RECORDS FOR PROCESSING section start

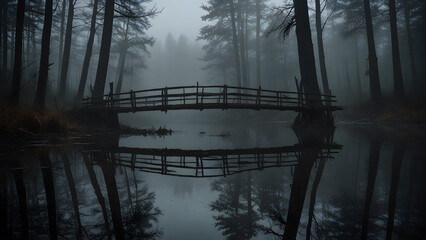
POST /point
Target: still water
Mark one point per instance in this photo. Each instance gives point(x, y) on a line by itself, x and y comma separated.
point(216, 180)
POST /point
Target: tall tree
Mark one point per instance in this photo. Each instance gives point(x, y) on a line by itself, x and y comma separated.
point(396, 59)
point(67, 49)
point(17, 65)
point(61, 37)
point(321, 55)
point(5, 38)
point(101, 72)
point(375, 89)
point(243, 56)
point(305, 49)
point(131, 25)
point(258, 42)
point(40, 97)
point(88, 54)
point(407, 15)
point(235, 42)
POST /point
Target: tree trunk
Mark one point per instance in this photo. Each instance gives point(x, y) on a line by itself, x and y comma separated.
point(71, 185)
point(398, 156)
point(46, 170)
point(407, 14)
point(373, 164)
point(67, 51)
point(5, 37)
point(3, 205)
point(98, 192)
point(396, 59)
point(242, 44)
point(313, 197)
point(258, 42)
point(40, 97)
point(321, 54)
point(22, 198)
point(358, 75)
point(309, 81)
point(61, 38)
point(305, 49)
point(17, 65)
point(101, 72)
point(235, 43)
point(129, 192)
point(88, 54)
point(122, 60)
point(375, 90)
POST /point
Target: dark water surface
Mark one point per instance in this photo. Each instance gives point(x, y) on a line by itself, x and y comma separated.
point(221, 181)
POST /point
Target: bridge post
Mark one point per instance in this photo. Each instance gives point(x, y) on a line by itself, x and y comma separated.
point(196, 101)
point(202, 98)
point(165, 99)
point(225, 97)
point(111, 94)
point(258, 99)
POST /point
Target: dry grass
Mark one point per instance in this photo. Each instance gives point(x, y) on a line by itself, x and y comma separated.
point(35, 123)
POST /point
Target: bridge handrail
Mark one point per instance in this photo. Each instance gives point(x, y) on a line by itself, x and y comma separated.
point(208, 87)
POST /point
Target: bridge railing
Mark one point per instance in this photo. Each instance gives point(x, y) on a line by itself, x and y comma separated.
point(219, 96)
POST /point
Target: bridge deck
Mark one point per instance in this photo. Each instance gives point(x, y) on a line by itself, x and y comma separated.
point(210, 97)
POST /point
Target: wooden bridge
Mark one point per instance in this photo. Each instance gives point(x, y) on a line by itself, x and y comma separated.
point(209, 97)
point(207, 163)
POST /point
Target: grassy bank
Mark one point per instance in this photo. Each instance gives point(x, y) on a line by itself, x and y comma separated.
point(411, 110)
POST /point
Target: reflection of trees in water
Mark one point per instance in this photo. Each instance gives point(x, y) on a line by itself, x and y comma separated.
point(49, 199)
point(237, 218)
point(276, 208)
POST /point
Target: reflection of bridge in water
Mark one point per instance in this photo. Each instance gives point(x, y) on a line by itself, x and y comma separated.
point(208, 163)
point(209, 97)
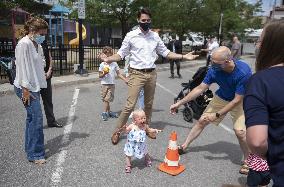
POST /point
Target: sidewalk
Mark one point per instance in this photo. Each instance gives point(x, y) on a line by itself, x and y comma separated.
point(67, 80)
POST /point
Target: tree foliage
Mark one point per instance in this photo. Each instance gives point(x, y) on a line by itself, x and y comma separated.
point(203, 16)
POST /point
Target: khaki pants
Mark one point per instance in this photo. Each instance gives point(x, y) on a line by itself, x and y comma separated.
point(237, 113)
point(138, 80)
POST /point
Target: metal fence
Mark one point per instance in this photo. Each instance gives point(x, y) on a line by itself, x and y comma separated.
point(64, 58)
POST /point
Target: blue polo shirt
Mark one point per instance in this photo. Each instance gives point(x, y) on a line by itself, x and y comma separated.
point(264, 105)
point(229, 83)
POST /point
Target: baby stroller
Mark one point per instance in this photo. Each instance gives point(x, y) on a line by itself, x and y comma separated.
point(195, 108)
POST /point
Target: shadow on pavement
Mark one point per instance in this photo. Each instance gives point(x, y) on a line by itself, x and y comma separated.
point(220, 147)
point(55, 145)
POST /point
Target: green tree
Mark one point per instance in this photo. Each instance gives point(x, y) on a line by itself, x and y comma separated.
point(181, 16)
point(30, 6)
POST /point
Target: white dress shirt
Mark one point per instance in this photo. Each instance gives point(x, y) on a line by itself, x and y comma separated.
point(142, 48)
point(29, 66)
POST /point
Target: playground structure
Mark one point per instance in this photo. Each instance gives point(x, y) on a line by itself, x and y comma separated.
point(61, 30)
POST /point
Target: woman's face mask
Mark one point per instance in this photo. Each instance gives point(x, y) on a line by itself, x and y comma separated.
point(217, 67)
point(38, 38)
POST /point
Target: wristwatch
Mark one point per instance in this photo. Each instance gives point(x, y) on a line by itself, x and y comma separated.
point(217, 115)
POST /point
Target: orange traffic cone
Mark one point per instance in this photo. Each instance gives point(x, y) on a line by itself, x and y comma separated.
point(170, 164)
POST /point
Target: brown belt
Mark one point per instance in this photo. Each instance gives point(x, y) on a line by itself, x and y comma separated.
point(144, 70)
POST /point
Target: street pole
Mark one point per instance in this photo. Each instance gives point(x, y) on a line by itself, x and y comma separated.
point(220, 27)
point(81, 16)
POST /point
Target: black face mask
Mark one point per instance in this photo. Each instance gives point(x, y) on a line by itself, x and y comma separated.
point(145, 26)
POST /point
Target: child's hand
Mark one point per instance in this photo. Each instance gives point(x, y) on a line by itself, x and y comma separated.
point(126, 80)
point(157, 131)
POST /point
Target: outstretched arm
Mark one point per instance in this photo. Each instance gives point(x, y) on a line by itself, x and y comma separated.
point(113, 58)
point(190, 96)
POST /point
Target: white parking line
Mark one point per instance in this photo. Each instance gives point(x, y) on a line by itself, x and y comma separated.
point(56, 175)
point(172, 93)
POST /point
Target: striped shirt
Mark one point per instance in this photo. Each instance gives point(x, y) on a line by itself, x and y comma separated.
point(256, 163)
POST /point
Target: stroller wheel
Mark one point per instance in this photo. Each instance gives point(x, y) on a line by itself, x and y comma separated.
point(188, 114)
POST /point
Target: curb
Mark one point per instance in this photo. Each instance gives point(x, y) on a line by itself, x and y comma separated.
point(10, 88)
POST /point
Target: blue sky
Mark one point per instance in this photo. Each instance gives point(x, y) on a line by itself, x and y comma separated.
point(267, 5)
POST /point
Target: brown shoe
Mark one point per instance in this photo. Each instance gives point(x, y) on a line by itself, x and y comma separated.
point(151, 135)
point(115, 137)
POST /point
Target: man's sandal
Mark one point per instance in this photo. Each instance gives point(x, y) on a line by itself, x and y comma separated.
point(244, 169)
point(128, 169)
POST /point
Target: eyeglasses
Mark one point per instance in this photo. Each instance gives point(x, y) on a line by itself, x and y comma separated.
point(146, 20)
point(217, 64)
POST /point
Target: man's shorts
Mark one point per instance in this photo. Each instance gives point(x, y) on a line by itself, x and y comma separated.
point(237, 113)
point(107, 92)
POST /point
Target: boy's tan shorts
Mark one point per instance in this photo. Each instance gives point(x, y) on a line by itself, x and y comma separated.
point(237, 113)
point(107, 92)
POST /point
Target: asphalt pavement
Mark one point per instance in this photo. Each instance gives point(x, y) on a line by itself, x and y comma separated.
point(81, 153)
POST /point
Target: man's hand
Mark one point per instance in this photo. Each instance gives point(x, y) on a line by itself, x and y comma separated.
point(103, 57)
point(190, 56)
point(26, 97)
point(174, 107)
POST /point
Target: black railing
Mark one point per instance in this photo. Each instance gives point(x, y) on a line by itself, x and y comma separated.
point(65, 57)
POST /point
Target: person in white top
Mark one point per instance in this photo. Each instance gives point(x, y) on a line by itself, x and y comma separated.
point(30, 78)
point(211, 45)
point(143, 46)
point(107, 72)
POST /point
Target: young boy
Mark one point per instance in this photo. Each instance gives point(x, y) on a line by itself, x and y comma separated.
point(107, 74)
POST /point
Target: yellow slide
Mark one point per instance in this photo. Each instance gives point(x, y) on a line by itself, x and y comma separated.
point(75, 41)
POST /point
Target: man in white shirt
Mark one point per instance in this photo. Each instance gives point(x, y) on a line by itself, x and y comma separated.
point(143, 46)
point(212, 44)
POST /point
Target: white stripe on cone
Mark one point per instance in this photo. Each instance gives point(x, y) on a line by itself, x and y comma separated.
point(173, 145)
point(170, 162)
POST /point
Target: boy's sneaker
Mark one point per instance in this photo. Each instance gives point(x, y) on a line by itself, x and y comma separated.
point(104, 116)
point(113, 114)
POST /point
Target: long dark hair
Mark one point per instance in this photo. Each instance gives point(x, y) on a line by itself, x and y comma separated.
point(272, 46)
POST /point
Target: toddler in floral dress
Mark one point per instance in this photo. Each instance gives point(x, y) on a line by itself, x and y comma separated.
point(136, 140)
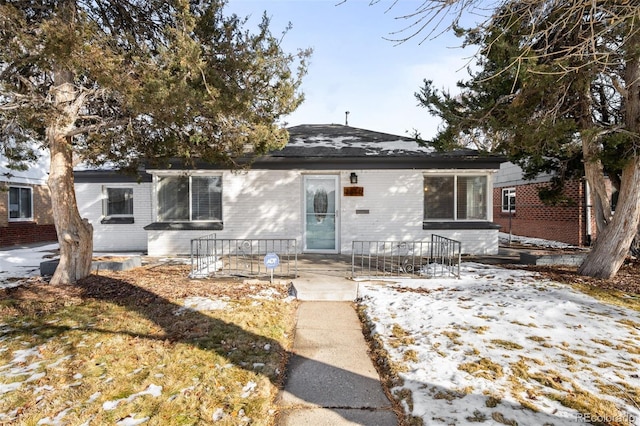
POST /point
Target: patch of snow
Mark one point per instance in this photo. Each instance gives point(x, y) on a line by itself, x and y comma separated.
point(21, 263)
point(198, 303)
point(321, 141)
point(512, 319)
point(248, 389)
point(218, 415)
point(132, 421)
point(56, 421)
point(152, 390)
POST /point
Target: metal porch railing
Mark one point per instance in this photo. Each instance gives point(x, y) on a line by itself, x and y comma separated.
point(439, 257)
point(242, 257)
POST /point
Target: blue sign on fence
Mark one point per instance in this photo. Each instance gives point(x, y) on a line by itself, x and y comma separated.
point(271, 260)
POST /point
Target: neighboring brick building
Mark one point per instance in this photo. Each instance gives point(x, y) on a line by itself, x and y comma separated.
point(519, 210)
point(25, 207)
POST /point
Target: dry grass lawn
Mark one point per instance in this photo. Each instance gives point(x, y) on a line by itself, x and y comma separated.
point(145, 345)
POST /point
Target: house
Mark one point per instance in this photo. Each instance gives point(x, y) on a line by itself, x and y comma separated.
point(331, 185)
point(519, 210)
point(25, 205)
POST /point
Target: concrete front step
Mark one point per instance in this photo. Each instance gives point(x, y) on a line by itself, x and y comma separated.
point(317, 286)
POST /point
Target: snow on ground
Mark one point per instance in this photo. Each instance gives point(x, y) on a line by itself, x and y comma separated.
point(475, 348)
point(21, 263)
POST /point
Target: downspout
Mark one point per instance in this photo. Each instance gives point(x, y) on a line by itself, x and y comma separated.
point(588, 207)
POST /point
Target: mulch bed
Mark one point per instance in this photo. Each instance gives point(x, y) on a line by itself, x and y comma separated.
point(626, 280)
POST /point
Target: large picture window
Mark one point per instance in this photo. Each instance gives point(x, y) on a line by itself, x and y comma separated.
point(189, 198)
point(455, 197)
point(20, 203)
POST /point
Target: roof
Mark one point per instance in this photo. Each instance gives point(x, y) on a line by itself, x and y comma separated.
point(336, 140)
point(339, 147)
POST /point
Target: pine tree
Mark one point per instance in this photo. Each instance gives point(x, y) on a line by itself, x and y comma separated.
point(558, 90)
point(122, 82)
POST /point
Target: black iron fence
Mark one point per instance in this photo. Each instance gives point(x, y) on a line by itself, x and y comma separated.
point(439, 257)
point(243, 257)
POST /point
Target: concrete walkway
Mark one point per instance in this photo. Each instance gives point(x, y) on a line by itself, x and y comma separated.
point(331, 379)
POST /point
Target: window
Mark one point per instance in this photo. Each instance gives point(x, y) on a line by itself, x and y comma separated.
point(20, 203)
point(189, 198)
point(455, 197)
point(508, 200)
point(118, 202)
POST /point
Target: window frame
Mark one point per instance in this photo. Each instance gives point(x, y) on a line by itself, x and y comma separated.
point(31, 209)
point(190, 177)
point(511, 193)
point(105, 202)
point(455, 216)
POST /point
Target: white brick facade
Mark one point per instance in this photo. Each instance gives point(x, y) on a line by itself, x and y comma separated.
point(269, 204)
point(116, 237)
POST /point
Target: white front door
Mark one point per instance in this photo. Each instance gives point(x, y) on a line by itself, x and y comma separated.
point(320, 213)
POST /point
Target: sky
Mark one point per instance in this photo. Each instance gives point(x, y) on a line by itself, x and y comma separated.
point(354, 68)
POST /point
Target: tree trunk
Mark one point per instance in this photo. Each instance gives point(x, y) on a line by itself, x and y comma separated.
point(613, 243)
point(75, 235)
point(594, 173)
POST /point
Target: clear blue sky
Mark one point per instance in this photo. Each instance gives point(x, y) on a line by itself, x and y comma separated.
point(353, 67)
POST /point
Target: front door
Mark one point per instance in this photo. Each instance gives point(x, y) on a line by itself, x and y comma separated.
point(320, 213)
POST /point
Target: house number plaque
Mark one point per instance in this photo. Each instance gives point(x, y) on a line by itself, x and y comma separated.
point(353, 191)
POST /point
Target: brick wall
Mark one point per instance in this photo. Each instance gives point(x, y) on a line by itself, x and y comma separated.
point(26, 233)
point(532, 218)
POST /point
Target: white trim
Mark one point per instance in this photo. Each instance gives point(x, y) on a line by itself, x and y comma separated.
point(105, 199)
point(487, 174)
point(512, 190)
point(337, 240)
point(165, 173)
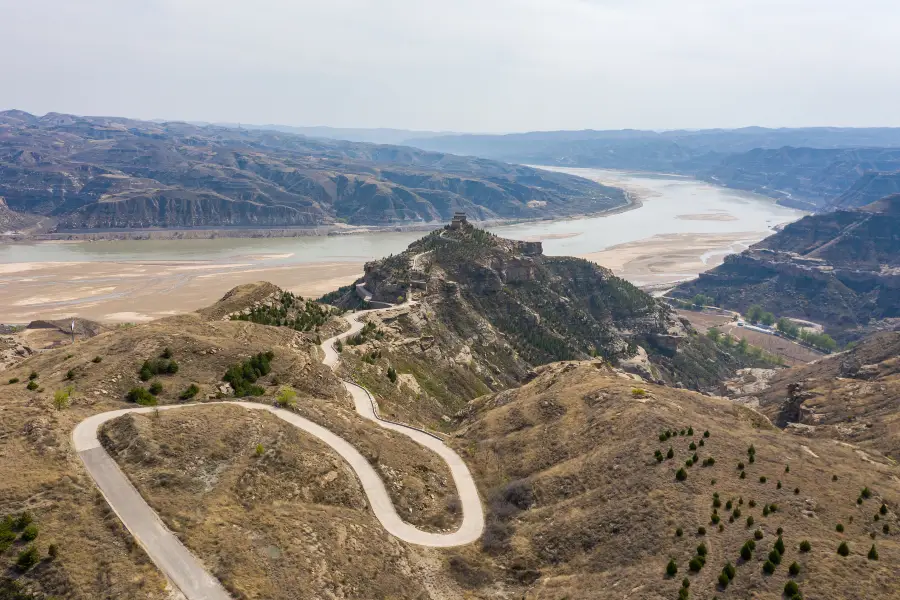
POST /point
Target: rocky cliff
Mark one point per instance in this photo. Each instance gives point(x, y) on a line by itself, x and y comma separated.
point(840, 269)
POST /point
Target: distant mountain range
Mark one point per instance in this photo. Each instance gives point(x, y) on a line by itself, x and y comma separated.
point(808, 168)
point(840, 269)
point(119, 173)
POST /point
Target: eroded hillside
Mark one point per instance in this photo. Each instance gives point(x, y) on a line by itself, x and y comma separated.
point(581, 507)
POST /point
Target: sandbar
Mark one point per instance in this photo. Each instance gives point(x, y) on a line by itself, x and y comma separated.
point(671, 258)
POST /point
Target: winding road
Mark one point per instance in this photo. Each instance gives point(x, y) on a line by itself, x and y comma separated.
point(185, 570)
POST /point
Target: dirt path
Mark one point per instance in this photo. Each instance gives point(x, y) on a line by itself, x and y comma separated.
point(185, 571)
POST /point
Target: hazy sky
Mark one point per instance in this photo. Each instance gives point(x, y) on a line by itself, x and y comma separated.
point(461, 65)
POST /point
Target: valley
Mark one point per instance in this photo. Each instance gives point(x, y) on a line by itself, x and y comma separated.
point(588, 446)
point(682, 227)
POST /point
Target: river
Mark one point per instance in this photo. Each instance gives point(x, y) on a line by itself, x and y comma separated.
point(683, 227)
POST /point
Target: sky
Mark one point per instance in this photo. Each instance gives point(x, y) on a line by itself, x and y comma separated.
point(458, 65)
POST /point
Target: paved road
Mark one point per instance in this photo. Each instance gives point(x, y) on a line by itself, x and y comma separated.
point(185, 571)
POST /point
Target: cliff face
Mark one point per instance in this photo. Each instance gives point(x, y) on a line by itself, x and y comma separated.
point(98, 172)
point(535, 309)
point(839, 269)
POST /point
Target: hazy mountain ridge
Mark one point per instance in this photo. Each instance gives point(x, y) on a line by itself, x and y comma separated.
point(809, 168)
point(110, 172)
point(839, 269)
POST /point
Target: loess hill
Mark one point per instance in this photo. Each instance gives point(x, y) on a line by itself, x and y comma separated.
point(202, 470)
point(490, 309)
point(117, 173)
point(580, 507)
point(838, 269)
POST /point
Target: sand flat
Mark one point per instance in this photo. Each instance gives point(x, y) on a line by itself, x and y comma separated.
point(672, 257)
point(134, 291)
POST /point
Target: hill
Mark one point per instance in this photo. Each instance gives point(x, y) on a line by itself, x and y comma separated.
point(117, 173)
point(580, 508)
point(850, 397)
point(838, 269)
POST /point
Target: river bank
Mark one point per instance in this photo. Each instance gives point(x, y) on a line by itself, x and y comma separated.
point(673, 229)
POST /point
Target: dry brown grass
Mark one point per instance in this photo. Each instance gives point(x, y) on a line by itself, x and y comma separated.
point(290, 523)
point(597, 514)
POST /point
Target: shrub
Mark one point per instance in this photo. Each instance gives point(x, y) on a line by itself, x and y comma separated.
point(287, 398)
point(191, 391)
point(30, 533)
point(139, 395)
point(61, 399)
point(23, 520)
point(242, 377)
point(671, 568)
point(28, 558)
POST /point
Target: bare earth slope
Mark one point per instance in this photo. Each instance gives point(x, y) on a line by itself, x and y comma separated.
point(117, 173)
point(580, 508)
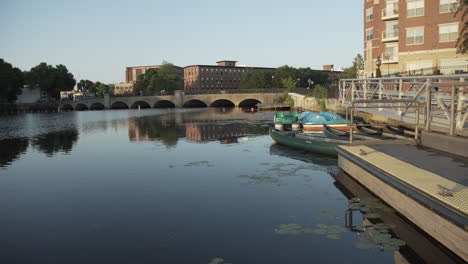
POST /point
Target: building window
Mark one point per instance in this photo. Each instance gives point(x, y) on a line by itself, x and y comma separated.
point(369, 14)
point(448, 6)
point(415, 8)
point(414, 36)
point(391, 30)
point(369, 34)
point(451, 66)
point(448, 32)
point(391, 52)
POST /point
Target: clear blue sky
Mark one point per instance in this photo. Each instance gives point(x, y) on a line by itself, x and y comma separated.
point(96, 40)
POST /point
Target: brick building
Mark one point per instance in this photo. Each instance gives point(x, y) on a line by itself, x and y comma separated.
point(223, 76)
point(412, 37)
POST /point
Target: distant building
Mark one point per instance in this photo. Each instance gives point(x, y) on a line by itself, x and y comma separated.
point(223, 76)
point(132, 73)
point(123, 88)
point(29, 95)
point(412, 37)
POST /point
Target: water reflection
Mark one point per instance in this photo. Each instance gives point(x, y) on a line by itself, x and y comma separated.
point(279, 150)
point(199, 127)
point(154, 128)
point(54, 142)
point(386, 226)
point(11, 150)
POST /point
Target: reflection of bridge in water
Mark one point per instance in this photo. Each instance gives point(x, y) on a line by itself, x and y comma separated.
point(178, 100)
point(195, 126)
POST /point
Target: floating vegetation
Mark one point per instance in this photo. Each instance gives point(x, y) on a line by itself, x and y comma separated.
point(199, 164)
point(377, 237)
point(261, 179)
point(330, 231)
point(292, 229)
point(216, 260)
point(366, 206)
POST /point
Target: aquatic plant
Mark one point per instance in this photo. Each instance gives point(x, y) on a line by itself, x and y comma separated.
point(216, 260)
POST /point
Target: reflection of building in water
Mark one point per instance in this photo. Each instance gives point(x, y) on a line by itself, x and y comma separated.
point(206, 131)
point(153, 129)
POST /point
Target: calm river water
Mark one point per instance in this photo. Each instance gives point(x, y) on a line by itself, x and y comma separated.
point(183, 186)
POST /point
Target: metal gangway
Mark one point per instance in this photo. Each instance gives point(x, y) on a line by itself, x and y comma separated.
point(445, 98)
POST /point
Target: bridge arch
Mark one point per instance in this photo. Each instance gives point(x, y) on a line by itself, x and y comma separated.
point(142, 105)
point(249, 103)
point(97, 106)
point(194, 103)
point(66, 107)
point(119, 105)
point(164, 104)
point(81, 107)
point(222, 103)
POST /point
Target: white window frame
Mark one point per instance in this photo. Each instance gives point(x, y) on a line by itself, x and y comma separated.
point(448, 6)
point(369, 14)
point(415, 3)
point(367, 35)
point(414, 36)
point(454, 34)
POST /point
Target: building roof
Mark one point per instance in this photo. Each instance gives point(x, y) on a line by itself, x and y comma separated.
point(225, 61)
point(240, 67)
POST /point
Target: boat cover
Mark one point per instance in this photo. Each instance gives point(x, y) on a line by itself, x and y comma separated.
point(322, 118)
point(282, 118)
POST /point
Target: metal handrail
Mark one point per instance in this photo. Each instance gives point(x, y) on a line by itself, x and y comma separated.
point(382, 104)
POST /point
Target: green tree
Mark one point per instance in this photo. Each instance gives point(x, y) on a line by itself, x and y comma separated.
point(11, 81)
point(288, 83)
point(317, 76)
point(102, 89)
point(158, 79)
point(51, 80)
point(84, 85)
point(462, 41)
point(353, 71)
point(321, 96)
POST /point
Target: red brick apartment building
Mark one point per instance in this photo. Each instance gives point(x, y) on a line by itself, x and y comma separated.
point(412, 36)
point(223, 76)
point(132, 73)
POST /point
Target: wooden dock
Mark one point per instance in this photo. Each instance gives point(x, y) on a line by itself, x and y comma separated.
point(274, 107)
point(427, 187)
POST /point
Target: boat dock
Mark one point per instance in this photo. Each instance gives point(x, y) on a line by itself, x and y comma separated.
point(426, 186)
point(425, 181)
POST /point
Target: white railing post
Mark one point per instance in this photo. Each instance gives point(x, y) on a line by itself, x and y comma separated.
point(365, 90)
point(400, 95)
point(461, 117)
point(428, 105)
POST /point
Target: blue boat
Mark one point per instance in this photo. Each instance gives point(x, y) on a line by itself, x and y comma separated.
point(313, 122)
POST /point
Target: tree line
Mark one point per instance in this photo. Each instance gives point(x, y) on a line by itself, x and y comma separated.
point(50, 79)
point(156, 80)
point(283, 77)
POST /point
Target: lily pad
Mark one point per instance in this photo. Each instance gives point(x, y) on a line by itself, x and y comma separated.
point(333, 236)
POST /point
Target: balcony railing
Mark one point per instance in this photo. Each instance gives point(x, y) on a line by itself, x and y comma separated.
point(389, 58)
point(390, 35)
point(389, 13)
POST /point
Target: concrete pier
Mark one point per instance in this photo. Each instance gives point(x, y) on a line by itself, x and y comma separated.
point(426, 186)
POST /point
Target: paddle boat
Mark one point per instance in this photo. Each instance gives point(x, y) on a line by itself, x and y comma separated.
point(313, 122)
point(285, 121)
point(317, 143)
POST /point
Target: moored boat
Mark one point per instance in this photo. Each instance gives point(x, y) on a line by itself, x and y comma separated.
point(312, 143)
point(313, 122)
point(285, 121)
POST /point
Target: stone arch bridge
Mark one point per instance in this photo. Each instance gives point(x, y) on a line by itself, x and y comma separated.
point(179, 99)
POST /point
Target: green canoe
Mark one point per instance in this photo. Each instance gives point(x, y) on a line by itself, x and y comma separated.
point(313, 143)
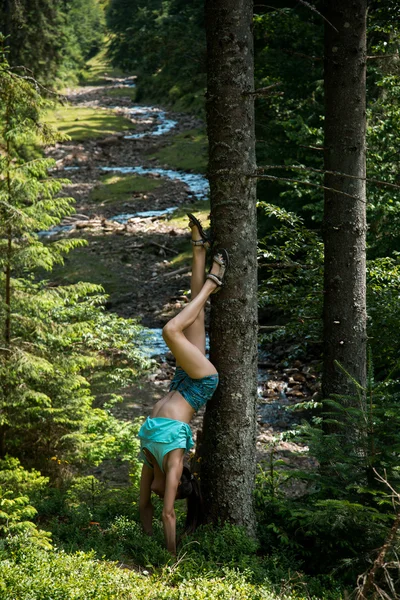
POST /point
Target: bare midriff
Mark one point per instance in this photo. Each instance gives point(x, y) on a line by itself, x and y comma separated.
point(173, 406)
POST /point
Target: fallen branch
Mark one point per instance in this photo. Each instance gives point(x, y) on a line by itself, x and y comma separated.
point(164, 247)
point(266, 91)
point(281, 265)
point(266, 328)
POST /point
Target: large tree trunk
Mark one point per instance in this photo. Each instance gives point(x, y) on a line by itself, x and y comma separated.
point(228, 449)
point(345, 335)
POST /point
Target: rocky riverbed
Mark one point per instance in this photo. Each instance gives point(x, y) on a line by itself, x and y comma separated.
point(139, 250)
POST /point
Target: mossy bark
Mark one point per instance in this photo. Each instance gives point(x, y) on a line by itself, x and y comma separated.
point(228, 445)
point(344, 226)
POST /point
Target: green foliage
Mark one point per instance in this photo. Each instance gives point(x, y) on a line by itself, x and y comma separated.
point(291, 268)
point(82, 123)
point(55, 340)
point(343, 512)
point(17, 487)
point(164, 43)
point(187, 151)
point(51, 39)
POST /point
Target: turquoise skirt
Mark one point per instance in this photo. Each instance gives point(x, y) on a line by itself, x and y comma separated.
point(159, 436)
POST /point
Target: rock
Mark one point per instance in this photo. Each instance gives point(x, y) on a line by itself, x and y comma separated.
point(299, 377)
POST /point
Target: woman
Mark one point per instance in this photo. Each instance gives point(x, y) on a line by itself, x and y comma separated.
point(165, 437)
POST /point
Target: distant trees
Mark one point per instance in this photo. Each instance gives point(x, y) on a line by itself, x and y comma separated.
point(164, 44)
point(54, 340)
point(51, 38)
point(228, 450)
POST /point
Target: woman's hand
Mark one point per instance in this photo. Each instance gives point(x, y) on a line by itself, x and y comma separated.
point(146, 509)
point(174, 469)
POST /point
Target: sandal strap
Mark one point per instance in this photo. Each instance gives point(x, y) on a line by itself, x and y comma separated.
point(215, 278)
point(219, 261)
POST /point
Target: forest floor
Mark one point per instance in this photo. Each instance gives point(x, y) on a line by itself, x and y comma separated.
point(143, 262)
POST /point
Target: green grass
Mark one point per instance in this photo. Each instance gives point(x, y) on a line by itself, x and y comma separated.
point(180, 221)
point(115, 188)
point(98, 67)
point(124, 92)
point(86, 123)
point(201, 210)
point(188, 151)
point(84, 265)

RECORDS FOR PROCESSING section end

### WORK ORDER:
Lines of the listing that include the string "white" are to be counted; state that count alone.

### REPLY TO THE TASK:
10